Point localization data

•••••

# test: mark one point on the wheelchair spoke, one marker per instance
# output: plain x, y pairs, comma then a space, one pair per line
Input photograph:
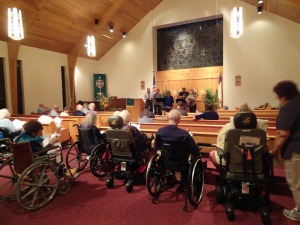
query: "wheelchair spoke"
34, 198
24, 196
3, 186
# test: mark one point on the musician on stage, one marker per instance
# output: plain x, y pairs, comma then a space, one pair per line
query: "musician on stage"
190, 101
182, 95
148, 97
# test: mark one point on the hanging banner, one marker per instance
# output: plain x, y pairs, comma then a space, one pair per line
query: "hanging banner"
99, 85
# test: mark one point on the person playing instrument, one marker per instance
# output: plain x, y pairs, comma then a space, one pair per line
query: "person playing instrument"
190, 101
182, 95
157, 105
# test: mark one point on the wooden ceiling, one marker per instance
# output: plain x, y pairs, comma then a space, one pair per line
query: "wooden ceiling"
63, 25
289, 9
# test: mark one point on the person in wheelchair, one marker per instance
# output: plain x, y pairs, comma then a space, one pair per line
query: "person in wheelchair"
6, 123
33, 134
173, 133
140, 138
213, 156
90, 122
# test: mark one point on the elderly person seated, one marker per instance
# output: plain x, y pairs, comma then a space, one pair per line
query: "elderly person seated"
65, 112
146, 106
173, 133
180, 109
54, 111
45, 117
136, 134
92, 109
85, 107
90, 122
145, 117
33, 134
79, 111
263, 124
209, 114
41, 105
6, 123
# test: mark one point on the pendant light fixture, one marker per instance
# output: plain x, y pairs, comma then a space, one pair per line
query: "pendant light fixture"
15, 25
91, 47
236, 29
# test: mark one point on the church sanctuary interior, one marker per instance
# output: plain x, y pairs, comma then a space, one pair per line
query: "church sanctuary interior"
108, 52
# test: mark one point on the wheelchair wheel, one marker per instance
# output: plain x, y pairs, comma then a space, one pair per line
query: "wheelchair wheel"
196, 182
8, 180
75, 158
42, 188
99, 166
155, 175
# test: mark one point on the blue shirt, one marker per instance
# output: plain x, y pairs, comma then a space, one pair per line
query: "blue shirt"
145, 119
208, 116
9, 125
53, 113
173, 133
169, 101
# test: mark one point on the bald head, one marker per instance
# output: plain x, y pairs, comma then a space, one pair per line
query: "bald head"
56, 108
79, 107
174, 117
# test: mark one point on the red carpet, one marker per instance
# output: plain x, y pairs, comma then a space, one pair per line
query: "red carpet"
90, 202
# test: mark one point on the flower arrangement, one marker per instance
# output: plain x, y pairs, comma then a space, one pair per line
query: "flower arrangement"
105, 103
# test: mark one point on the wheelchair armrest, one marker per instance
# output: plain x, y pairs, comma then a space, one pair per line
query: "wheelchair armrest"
220, 152
46, 150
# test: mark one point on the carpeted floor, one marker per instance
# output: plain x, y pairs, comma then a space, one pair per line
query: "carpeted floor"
90, 202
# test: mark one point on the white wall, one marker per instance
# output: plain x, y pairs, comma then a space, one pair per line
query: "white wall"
4, 54
268, 52
84, 70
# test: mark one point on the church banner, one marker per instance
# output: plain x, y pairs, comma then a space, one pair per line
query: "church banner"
99, 85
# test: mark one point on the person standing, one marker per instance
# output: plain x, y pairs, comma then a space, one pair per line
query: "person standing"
191, 102
169, 102
157, 105
182, 95
148, 97
287, 139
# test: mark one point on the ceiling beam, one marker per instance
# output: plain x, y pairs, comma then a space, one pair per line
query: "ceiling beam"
39, 4
109, 13
295, 3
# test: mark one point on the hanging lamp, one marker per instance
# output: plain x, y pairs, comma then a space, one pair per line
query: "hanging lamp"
15, 25
236, 29
91, 47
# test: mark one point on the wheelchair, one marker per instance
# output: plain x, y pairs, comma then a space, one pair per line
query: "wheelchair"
31, 179
88, 148
249, 168
125, 152
172, 159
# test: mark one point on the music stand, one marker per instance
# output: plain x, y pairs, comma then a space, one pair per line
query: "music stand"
180, 100
160, 99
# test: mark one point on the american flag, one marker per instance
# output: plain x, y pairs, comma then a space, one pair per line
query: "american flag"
154, 85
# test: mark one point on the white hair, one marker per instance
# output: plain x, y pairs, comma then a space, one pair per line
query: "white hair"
116, 113
174, 115
125, 115
3, 113
78, 107
92, 105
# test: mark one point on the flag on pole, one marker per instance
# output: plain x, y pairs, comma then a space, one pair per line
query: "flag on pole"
220, 91
154, 84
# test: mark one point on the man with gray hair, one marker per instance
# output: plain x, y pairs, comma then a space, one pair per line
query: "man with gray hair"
173, 133
78, 111
92, 109
85, 109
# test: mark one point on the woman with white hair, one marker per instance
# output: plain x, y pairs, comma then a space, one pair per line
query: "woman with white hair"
90, 122
136, 134
5, 122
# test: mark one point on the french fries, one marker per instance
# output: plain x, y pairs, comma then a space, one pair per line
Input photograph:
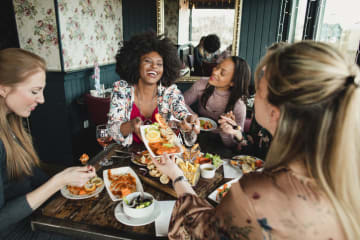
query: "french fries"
190, 171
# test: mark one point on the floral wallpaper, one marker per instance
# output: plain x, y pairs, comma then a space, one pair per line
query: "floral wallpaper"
37, 29
90, 32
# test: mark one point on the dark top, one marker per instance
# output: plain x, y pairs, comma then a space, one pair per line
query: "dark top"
14, 208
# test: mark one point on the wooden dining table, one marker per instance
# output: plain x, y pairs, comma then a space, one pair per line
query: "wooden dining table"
94, 218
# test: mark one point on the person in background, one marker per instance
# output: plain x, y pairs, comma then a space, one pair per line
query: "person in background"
206, 53
149, 66
257, 141
225, 91
23, 186
224, 54
308, 98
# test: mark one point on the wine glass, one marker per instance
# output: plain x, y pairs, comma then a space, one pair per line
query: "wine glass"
104, 139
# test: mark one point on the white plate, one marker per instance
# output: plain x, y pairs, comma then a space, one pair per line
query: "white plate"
146, 142
212, 195
213, 123
239, 157
127, 220
66, 194
117, 171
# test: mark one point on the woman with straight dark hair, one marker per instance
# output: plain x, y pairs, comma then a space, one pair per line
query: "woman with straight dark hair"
225, 92
308, 98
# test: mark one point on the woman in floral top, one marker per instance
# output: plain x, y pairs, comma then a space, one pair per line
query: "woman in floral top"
308, 98
149, 65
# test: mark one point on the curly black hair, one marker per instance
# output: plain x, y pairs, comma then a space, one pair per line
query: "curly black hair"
241, 79
128, 57
211, 43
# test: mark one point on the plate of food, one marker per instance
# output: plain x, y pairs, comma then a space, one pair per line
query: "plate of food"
120, 182
92, 188
213, 159
141, 159
159, 138
247, 163
207, 124
221, 191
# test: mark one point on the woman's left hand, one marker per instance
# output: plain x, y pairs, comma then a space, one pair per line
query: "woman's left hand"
166, 165
191, 122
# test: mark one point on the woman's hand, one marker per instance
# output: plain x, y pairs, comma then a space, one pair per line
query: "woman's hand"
76, 176
191, 123
229, 126
135, 126
167, 166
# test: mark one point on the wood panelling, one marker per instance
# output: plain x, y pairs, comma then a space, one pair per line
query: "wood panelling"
8, 37
57, 123
258, 31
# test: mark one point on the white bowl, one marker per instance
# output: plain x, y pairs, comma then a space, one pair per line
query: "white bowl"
207, 170
140, 212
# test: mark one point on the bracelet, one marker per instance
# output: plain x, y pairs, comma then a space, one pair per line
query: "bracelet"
178, 179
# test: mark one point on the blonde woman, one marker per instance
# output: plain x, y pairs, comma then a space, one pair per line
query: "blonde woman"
22, 82
308, 98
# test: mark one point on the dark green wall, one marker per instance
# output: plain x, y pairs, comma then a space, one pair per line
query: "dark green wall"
259, 25
138, 16
56, 123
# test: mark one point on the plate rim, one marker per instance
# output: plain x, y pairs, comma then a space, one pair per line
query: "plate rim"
212, 122
154, 215
213, 198
126, 169
66, 193
137, 163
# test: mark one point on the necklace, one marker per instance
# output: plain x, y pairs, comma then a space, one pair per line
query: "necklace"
140, 100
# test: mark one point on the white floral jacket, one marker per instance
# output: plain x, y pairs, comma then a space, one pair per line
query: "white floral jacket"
170, 102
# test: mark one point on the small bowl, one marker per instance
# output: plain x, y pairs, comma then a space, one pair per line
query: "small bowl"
93, 93
140, 212
207, 170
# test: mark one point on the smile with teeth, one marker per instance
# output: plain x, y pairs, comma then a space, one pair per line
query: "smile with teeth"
152, 73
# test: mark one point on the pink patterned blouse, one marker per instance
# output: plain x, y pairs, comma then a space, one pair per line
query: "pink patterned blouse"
170, 101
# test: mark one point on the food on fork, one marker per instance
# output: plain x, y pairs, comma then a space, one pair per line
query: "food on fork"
84, 158
205, 124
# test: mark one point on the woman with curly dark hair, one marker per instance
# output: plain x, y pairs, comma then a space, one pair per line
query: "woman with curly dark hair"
224, 93
149, 66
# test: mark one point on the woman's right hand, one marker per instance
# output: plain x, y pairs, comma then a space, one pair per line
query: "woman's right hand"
76, 176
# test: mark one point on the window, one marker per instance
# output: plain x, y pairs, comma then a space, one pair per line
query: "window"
209, 21
339, 23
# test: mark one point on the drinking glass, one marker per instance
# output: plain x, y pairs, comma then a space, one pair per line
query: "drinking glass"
104, 139
189, 137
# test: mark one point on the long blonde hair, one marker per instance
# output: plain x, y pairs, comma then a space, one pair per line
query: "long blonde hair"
16, 65
316, 89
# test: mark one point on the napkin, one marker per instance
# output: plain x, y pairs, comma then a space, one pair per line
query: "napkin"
163, 221
230, 171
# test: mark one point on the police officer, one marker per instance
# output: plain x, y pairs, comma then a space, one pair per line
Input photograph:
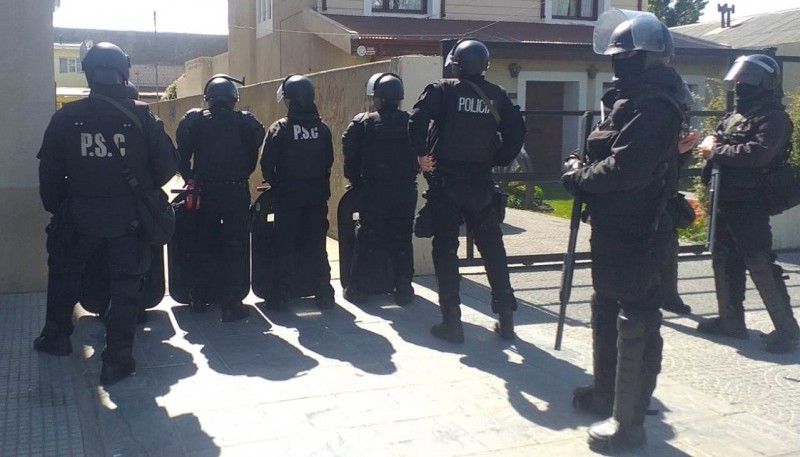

•••••

- WHAT IS BEING ASKED
Among the entries above, find the line with "# test: mark one point on the blue" and the line with "# test: mark one point on the carpeted"; give again exactly these two lines and all lines between them.

- WRITTEN ANSWER
# test: mark one point on the blue shirt, one marker per instance
# output: plain x, y pairs, comma then a space, one pair per line
query: "blue shirt"
145, 119
208, 116
9, 125
53, 113
173, 133
169, 101
# test: mark one point on the bald head, one marker per instance
# output: plain x, y pairs, comma then a space, one pair per line
query: "bald head"
56, 108
79, 107
174, 117
# test: mark one point on the red carpet, one marker per instance
# output: plain x, y pairs, comma then a space, one pair per line
query: "red carpet"
90, 202
# test: mark one point on the flower arrangement, one marker per instance
# output: plain x, y pairs, comma then a space, one pair per line
query: "flower arrangement"
105, 103
# test: mark one point on the wheelchair armrest, one marker per instance
# output: plain x, y pairs, comma then a space, one pair per line
query: "wheelchair armrest"
220, 152
46, 150
# test: mark one point on the carpeted floor, one marker per instance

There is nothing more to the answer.